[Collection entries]
——

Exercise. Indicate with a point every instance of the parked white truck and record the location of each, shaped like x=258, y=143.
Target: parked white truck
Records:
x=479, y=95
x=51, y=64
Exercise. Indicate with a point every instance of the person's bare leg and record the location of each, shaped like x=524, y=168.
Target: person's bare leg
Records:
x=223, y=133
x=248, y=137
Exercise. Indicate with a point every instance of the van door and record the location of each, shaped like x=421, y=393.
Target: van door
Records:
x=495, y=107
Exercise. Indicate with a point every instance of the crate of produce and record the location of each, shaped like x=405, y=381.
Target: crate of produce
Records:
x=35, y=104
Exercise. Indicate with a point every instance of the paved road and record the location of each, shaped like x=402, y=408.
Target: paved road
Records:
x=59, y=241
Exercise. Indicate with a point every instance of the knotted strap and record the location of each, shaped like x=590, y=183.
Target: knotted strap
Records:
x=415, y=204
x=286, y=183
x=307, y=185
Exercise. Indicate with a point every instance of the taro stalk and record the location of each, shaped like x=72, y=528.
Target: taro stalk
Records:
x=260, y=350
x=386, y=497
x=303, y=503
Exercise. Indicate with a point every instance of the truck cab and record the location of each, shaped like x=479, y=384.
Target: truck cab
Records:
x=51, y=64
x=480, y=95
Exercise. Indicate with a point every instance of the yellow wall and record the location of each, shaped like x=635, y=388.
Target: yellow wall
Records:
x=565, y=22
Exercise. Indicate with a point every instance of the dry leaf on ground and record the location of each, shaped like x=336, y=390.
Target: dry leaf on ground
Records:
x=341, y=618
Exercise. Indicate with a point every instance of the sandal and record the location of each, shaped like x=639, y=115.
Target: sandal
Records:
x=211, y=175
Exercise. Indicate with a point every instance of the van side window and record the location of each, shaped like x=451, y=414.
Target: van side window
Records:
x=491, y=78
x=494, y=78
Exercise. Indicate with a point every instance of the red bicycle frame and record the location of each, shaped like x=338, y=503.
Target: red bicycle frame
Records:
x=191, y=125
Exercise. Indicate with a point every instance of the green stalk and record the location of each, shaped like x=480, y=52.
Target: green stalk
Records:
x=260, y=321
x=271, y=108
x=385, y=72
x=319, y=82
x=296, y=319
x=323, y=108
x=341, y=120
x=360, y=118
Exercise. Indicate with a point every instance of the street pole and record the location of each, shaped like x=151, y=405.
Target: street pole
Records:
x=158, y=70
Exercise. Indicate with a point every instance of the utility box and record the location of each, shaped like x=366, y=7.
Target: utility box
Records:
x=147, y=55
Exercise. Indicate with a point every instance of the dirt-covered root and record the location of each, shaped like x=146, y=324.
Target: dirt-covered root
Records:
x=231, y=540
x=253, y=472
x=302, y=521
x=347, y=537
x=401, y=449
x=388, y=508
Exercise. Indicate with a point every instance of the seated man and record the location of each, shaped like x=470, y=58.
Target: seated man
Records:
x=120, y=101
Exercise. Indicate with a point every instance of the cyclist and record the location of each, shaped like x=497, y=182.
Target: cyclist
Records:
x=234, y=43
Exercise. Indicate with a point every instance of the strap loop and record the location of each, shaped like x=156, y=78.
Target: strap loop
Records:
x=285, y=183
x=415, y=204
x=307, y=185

——

Your objective :: Rewrite the entries starting at the line that has "Exercise. Indicate with a point every instance of the sandal" and stopping after the last entry. Keep every line, and add 78 to each x and y coordinate on the recorded lines only, leaving the sample coordinates unchanged.

Response ::
Exercise. Indicate with a point every instance of the sandal and record the location of each, shaped like x=639, y=115.
Target: sandal
Records:
x=289, y=253
Exercise. Indicate with a point every instance of the van side window and record the location of each, shaped like x=451, y=414.
Target: van side window
Records:
x=569, y=156
x=572, y=156
Exercise. Indicate with a point every instance of the red bicycle frame and record the location of each, shaped like x=338, y=503.
Target: red bicycle frame
Records:
x=269, y=203
Exercise. Indicate with a point every instance of the green stalk and record the location of each, shaped like x=480, y=52.
Target: green stalk
Records:
x=338, y=399
x=349, y=186
x=463, y=150
x=397, y=160
x=374, y=397
x=401, y=186
x=419, y=198
x=438, y=196
Exercise. Indicate with a point every instance of the street pole and record the location of each, shaped like x=151, y=405.
Target: street pole
Records:
x=236, y=148
Exercise. Indicate with a point every instance of the utility box and record the location of each, shaped like x=366, y=7.
Target: utility box
Records:
x=225, y=133
Exercise. Indicate with a point every instance of the dirt-covered root and record the location of each, shaped like x=146, y=324.
Target: dirt-covered root
Records:
x=309, y=618
x=331, y=550
x=380, y=599
x=425, y=615
x=479, y=527
x=466, y=586
Exercise. Indicate with a point every instance of the seated man and record the location of each, shaped like x=470, y=58.
Target: seated man
Records:
x=198, y=179
Exercise. Indicate with a point every instance of the cyclist and record the location of each, shaped like x=497, y=182.
Target: cyclist
Records:
x=312, y=121
Exercise. Indicate with a point every instance of the strap loop and record the location of each, shaped like x=156, y=78.
Target: strap loop
Records:
x=363, y=261
x=493, y=282
x=385, y=263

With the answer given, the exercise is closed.